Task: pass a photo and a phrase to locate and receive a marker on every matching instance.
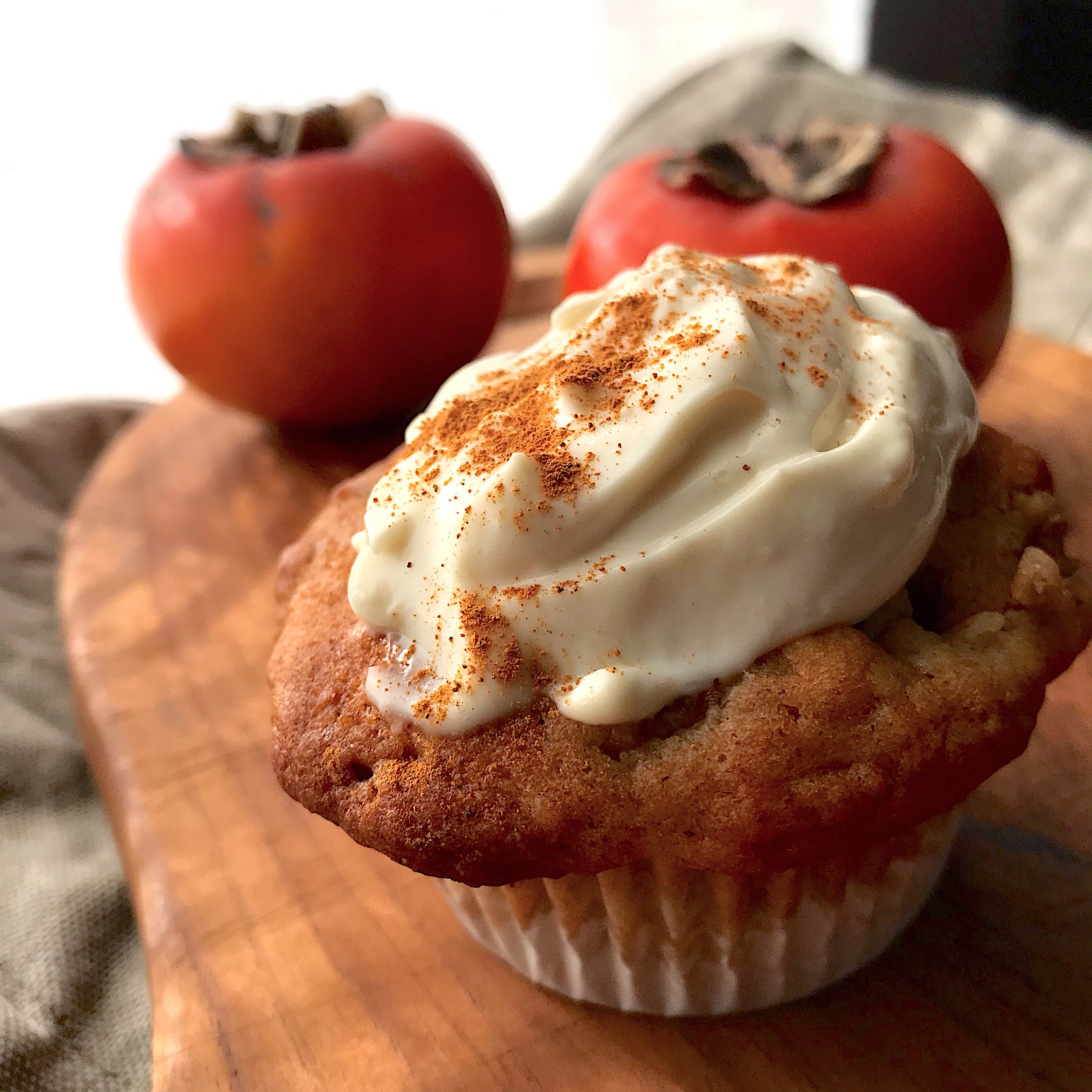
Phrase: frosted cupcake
---
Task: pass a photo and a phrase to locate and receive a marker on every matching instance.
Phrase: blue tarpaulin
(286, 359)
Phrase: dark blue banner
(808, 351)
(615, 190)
* * *
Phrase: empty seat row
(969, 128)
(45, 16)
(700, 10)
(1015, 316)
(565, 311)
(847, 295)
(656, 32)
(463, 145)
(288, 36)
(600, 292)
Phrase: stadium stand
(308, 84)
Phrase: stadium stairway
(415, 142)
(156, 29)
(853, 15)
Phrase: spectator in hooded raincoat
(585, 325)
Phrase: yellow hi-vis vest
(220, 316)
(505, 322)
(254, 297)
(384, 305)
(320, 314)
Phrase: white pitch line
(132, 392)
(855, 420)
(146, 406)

Direction: Identify each line in the entries above that contains the word "blue" and copy those lines.

Problem solution:
Phrase: blue tarpaulin
Phrase: dark blue banner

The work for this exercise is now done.